## Gezeigter Urteilstext
• • • • •

BGH Urteil v. - 3 StR 5/15

Revision im Jugendstrafverfahren: Aufhebung auch des Maßregelausspruchs bei fehlerhafter Strafzumessung

Gesetze: § 5 Abs 3 JGG, § 63 StGB

Instanzenzug: LG Bückeburg Az: 4 KLs 4/14

Gründe

1Das Landgericht hat den Angeklagten wegen sexueller Nötigung in Tateinheit mit vorsätzlicher Körperverletzung, wegen vorsätzlicher Brandstiftung, Diebstahls in zwei Fällen, wegen Diebstahls mit Waffen und Wohnungseinbruchdiebstahls mit Waffen unter Einbeziehung von zwei früheren Urteilen zur Jugendstrafe von zwei Jahren und zehn Monaten verurteilt sowie seine Unterbringung in einem psychiatrischen Krankenhaus angeordnet. Weiterhin hat es bestimmt, dass die (gesamte) Jugendstrafe vor der Maßregel zu vollziehen ist. Die zu Gunsten des Angeklagten eingelegte, wirksam auf den Rechtsfolgenausspruch beschränkte Revision der Staatsanwaltschaft rügt allgemein die Verletzung materiellen Rechts, beanstandet im Einzelnen den Strafausspruch des angefochtenen Urteils sowie die Anordnung der Unterbringung des Angeklagten gemäß § 63 StGB. Sie erstrebt die Aufhebung des Rechtsfolgenausspruchs sowie die Zurückverweisung der Sache insoweit zu erneuter Verhandlung und Entscheidung. Der Angeklagte begründet seine Revision mit der allgemein erhobenen Sachrüge und beanstandet im Einzelnen ebenfalls die Strafhöhe sowie die Anordnung seiner Unterbringung in einem psychiatrischen Krankenhaus.

2Beide Rechtsmittel führen zur Aufhebung des Rechtsfolgenausspruchs. Das wirksam beschränkte Rechtsmittel der Staatsanwaltschaft hat somit vollen, die Revision des Angeklagten lediglich teilweisen Erfolg; denn seine weitergehende Revision ist unbegründet.

3Nach den Feststellungen des Landgerichts beging der Angeklagte die gegenständlichen Taten zwischen dem (Fall II. 1. der Urteilsgründe: Sexuelle Nötigung in Tateinheit mit vorsätzlicher Körperverletzung) und dem (Fall II. 6. der Urteilsgründe: Wohnungseinbruchdiebstahl mit Waffen). Während das Landgericht zu Fall II. 1. festgestellt hat, dass sich der Angeklagte zum Zeitpunkt der Tat aufgrund einer "hyperkinetischen Störung des Sozialverhaltens und der sich daraus bei ihm entwickelnden dissozialen Persönlichkeitsstörung" sicher in einem Zustand der erheblich verminderten Schuldfähigkeit im Sinne von § 21 StGB befand, hat es in den Fällen II. 2. (vorsätzliche Brandstiftung) und II. 6. der Urteilsgründe einen solchen Zustand seiner Schuldfähigkeit lediglich nicht auszuschließen vermocht. In den zwischen dem und dem begangenen Fällen II. 3. bis 5. der Urteilsgründe (Diebstahl in zwei Fällen und Diebstahl mit Waffen) war der Angeklagte nach Auffassung des Landgerichts demgegenüber voll schuldfähig.

• • • • •

## Datenbestand
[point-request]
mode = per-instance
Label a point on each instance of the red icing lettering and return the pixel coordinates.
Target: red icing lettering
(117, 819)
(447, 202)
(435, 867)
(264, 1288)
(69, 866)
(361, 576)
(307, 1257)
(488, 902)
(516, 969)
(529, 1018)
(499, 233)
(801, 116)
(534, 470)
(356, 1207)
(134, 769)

• • • • •

## Aufgabe
Führen Sie den Urteilstext zur Revision im Jugendstrafverfahren im Anschluss an dessen letzten Satz fort. Die Zeilen haben mit dem Urteilstext nichts zu tun.

## Erwartete Antwort
51. Die auf die Sachrüge des Angeklagten veranlasste umfassende Überprüfung des angefochtenen Urteils hat zum Schuldspruch aus den in der Antragsschrift des Generalbundesanwalts dargelegten Gründen im Ergebnis keinen durchgreifenden Rechtsfehler zum Nachteil des Angeklagten erbracht.

62. Demgegenüber kann der Rechtsfolgenausspruch nicht bestehen bleiben.

7a) Der Strafausspruch weist durchgreifende Rechtsfehler zum Nachteil des Angeklagten auf. Insoweit hat der Generalbundesanwalt in seiner Zuschrift und in der Hauptverhandlung im Wesentlichen Folgendes ausgeführt:

"... b) Hinsichtlich der Zumessungserwägungen zu Fall I. 1. ist jedoch zu besorgen, dass die Jugendkammer das Fehlen eines Strafmilderungsgrundes strafschärfend berücksichtigt hat, denn das Landgericht hat zu Lasten des Angeklagten gewertet, dass 'kein Vorverhalten der Zeugin K.     vor[gelegen habe], aufgrund derer der Angeklagte die berechtigte Erwartung auf einverständliche sexuelle Handlungen haben konnte' (UA S. 23; vgl. auch ). Ferner berücksichtigte die Kammer zuungunsten des Beschwerdeführers, dass 'auch ... keine länger andauernde Freundschaft oder gar intime Beziehung zwischen den Beteiligten' bestand (UA S. 23).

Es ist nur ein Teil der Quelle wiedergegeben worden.